A word-for-word retyping of the listing is the goal.

* * * * * * *

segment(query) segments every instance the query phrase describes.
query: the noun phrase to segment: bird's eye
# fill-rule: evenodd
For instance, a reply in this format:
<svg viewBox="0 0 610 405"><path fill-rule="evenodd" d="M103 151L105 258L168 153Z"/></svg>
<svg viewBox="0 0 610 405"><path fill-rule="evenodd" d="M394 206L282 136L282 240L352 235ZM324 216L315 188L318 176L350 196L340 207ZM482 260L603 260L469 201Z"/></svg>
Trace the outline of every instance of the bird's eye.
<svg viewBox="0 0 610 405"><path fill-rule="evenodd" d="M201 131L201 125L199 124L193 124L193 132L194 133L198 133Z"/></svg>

* * * * * * *

> Result of this exercise
segment(query) segments every instance the query phrase describes.
query: the noun phrase to segment: bird's eye
# fill-rule: evenodd
For instance, a reply in this format:
<svg viewBox="0 0 610 405"><path fill-rule="evenodd" d="M103 151L105 258L168 153Z"/></svg>
<svg viewBox="0 0 610 405"><path fill-rule="evenodd" d="M394 206L282 136L282 240L352 235ZM324 216L315 188L318 176L350 196L340 207ZM482 260L603 260L469 201Z"/></svg>
Trace the outline of every instance of the bird's eye.
<svg viewBox="0 0 610 405"><path fill-rule="evenodd" d="M201 131L201 125L199 124L193 124L193 132L194 133L198 133Z"/></svg>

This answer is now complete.